→ **ASSIGNED TASK**
Below are records; reproduce exactly the lines from the one that has "input photograph follows" through the one that has "the white t-shirt", ends included, and nothing more.

Segment Start: THE INPUT

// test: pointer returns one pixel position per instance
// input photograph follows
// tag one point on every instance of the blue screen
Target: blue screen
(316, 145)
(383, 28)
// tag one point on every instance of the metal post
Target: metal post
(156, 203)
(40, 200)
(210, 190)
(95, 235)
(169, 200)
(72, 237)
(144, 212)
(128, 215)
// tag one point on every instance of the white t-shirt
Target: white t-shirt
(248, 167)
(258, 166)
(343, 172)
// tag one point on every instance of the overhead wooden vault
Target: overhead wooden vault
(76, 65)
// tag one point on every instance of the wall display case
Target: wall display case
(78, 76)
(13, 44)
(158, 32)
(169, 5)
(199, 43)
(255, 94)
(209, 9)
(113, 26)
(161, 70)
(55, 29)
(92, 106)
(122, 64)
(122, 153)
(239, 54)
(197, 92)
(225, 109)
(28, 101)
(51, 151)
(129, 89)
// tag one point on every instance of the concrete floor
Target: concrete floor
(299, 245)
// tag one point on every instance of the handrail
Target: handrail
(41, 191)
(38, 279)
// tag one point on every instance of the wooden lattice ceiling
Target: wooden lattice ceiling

Segment End: THE INPUT

→ **SOLVED PROBLEM**
// input photograph follows
// tag one point on every instance of the blue screen
Target: blue screen
(316, 145)
(383, 28)
// tag one point on every instance of the metal post
Target: metal post
(156, 203)
(40, 200)
(210, 190)
(95, 235)
(169, 200)
(72, 237)
(144, 212)
(128, 215)
// tag one point on every instance of the white t-shirt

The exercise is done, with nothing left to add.